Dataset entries
========================

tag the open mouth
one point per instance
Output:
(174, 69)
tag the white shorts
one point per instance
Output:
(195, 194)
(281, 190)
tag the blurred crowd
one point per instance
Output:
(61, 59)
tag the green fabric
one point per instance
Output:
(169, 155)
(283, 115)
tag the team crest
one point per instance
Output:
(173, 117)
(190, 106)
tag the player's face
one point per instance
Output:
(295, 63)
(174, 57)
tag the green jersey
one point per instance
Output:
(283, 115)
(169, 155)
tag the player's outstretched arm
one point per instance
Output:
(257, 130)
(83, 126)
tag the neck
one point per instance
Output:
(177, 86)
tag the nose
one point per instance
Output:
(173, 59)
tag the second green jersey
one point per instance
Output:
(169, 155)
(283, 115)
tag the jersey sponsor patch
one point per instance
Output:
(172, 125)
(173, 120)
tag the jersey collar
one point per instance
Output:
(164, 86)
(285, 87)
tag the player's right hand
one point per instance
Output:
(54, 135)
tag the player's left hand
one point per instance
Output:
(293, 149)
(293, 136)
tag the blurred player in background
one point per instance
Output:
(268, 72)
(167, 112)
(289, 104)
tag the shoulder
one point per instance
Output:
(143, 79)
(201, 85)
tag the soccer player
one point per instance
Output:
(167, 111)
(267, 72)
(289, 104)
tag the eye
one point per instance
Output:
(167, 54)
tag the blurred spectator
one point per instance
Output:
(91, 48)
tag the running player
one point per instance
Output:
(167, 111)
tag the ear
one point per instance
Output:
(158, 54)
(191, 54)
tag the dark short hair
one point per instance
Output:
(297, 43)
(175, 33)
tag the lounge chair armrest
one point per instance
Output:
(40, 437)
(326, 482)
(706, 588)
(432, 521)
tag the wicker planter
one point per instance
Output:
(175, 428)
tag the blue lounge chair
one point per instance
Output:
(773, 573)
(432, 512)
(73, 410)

========================

__WHAT THIS TASK INVOLVES__.
What lines in the entries above include the string "jersey"? Return each one.

__TASK ANSWER__.
tag the green jersey
tag the second green jersey
tag the jersey sponsor patch
tag the jersey collar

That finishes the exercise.